◆ Problem to work on: Take the data below and repeat it exactly.

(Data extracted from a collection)
-----
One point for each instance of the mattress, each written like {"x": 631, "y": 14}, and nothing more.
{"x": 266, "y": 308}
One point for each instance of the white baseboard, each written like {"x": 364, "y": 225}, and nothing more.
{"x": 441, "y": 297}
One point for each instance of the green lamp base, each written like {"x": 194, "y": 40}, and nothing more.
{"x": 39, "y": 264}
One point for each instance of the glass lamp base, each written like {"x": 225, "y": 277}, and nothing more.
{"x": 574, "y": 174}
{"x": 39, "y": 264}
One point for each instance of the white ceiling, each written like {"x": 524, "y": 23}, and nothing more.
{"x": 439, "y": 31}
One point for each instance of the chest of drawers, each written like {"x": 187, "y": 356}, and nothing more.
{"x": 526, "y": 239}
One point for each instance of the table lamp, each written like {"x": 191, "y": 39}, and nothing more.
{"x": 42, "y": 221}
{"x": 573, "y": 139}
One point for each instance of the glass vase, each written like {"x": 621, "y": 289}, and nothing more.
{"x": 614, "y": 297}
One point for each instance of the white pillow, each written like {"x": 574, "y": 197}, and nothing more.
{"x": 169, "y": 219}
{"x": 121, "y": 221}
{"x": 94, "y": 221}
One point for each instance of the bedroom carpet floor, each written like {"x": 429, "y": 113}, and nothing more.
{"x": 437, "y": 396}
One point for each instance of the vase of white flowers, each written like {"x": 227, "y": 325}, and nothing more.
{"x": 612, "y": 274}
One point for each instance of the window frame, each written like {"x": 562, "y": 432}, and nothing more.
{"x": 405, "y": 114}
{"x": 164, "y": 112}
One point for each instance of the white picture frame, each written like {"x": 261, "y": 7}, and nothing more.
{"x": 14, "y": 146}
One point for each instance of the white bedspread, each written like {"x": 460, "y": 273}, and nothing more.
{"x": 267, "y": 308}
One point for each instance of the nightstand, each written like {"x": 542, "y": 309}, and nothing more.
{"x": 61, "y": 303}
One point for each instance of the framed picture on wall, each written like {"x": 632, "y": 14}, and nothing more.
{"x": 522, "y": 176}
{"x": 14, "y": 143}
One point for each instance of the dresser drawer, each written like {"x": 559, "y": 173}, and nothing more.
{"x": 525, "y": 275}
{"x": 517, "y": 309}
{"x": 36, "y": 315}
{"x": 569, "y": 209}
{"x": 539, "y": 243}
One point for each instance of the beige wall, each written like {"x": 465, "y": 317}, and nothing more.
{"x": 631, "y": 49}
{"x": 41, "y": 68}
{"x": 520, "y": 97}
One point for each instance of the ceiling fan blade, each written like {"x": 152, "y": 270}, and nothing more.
-----
◆ Response for this exercise:
One point for each instance of the mattress, each written like {"x": 631, "y": 14}, and nothing more.
{"x": 266, "y": 308}
One point for each instance of the white baseboard, each written like {"x": 364, "y": 225}, and nothing more.
{"x": 441, "y": 297}
One point for each instance of the green lamp base, each written like {"x": 194, "y": 40}, and nothing more.
{"x": 39, "y": 264}
One point for each instance of the glass lamp base, each written like {"x": 225, "y": 277}, and nothing more.
{"x": 574, "y": 174}
{"x": 39, "y": 264}
One point for each instance of the white ceiling, each written like {"x": 524, "y": 23}, and nothing more.
{"x": 439, "y": 31}
One point for each instance of the chest of drawers, each written like {"x": 187, "y": 356}, and nothing more.
{"x": 526, "y": 239}
One point for each instance of the table lamp, each written like {"x": 191, "y": 39}, and nothing more.
{"x": 42, "y": 221}
{"x": 573, "y": 139}
One point for each instance of the glass vase, each written like {"x": 621, "y": 289}, and nothing more.
{"x": 614, "y": 297}
One point for each instance of the white pillow, each written like {"x": 574, "y": 197}, and nothing more.
{"x": 169, "y": 219}
{"x": 121, "y": 221}
{"x": 94, "y": 221}
One point for each instance of the bedroom carpet floor, each written like {"x": 429, "y": 113}, and nothing more.
{"x": 437, "y": 396}
One point for each instance of the vase of white flowers, each written like {"x": 227, "y": 325}, and nothing more.
{"x": 612, "y": 274}
One point for each instance of the window frame, each written like {"x": 562, "y": 432}, and nothing more.
{"x": 405, "y": 114}
{"x": 164, "y": 112}
One point for each instance of the white picture frame, each written like {"x": 261, "y": 7}, and nothing more.
{"x": 14, "y": 146}
One point for each instance of the white bedspread, each written like {"x": 460, "y": 273}, and nothing more.
{"x": 267, "y": 308}
One point for each instance of the nightstand, each written like {"x": 542, "y": 309}, and nothing more.
{"x": 61, "y": 303}
One point for each instance of the framed picture on wall, each written like {"x": 632, "y": 14}, and nothing more.
{"x": 522, "y": 176}
{"x": 14, "y": 143}
One point for each instance of the dresser drawer, each written like {"x": 559, "y": 173}, and nothing more.
{"x": 525, "y": 275}
{"x": 517, "y": 309}
{"x": 36, "y": 315}
{"x": 569, "y": 209}
{"x": 539, "y": 243}
One point for each instance of the beige wall, each written like {"x": 465, "y": 317}, and nothing more.
{"x": 631, "y": 49}
{"x": 41, "y": 68}
{"x": 520, "y": 97}
One point for each instance of the ceiling fan blade, each written like {"x": 152, "y": 270}, and nothing more.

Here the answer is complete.